Etienne, 22 ans, est élève de l’ISAE à Toulouse. Il effectue une mission avec la communauté des Frères de St Jean à Addis-Abeba en Ethiopie pour aider au projet de construction d’un ensemble multi-usages paroissial. Il fait suite à d’autres volontaires qui apportent le meilleur d’eux-mêmes avec leur compétence et leur personnalité. 

 

 

Addis-Abeba, le 22 mai 2019

 

Cela fait maintenant deux mois et demi que je suis en Ethiopie, et me voilà déjà à la moitié de ma mission. Comme le temps passe vite ici ! Il y a quelques semaines, j’arrivais à Addis-Abeba, envoyé par le pôle jeune de l’Œuvre d’Orient, pour une mission auprès de la communauté Saint-Jean installée depuis 10 ans dans cette capitale africaine. Pendant 5 mois je vais habiter au sein de la communauté, les aider dans la construction d’un bâtiment d’accueil (Centre St-Jean), vivre certains de leurs apostolats, notamment auprès des jeunes, et animer des camps d’été. Et depuis que je suis arrivé, je n’ai pas du tout eu le temps de m’ennuyer ! Je prends désormais la plume pour partager un peu de mon vécu avec la France. Il y certainement beaucoup de choses que je vais dire qui sont connues par un grand nombre de lecteurs mais j’en savais si peu en arrivant que j’en suis amené à décrire des choses peut être « basiques ».

 

En train de compter les briques

 

En atterrissant à Addis-Abeba, je dois avouer avoir été un peu perdu. C’était la première fois que je posais les pieds sur un territoire si éloigné de la France, et qui plus est dans un pays si différent du mien. Et puis surtout, que je ne connaissais en rien… En me déplaçant en ville j’étais à la fois très intrigué, surpris, impressionné, amusé aussi, par tout ce que je pouvais voir, et réellement curieux : je désirais comprendre ce qui se vit ici et comment. En effet, ce pays a bien l’air, dès le premier coup d’oeil, d’être relativement complexe, et d’une certaine manière riche. Une richesse que je cherchais à cerner et à comprendre, puisqu’elle n’est évidemment pas financière. Comment cela se fait-il que l’Ethiopie, qui est pauvre économiquement parlant, et dont je ne connaissais même pas le drapeau il y deux mois, me laisse une impression si forte et positive ? C’est au bout de ces quelques semaines qu’il me semble y voir plus clair. Après avoir fréquenté des Éthiopiens de différents âges et milieux, visité quelques lieux symboliques (de la capitale pour le moment…), m’être renseigné sur leur passé, très religieux, je comprends que l’Ethiopie est une nation ancienne et riche d’une culture et d’une histoire qui ont franchi les siècles, parfaitement méconnues de la plupart des européens dont je fais partie, et dont elle est profondément fière. Mais pas prétentieuse. Qui sait par exemple que l’Ethiopie est le seul pays d’Afrique à n’avoir jamais été colonisé ? Que le peuple Éthiopien croit descendre de la Reine de Saba ? Et tant d’autres choses ! Je n’ai personnellement commencé à comprendre ce pays et ses habitants que lorsque frère Athanase, le prieur du couvent d’Addis-Abeba, m’a situé l’Ethiopie autant en Afrique qu’en Orient (les Éthiopiens ne se considèrent d’ailleurs pas Africains). Bien des choses s’expliquent alors.

Données extraites:
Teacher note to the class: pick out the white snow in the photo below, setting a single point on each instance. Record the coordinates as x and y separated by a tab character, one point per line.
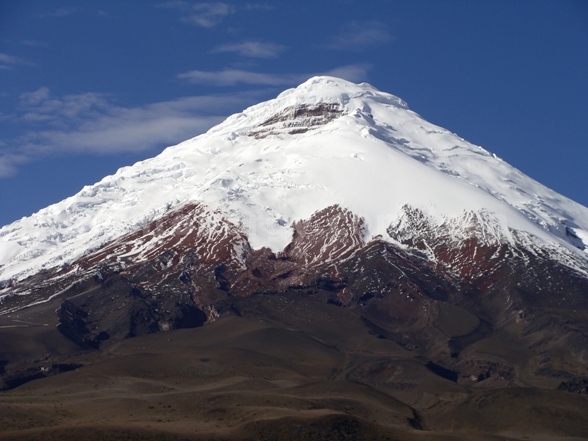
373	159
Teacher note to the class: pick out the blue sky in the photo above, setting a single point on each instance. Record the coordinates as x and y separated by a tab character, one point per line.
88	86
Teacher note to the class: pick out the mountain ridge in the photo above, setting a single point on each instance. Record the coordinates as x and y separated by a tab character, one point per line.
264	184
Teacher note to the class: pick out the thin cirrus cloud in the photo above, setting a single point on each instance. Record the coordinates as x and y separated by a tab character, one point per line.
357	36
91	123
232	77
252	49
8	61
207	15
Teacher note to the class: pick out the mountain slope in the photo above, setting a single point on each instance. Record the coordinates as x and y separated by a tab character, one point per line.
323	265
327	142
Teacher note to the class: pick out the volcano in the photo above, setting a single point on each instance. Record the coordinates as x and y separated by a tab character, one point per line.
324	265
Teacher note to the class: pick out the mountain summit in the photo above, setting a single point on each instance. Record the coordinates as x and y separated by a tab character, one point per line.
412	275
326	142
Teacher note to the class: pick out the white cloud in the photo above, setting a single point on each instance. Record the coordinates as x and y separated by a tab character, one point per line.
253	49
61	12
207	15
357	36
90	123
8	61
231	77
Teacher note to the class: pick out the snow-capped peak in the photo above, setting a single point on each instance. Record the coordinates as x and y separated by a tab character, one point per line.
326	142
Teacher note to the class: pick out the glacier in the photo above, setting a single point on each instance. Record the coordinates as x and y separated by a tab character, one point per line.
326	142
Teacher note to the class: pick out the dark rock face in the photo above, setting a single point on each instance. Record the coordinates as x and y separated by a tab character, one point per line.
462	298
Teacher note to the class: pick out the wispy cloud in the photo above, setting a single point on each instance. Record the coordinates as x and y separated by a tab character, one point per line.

Consigne: Reproduisez à l’identique le passage du texte qui commence aux mots « Etienne, 22 ans, est » et s’arrête après les mots « et leur personnalité. ». Ces entrées n’ont aucun lien avec le texte.

Corrigé:
Etienne, 22 ans, est élève de l’ISAE à Toulouse. Il effectue une mission avec la communauté des Frères de St Jean à Addis-Abeba en Ethiopie pour aider au projet de construction d’un ensemble multi-usages paroissial. Il fait suite à d’autres volontaires qui apportent le meilleur d’eux-mêmes avec leur compétence et leur personnalité.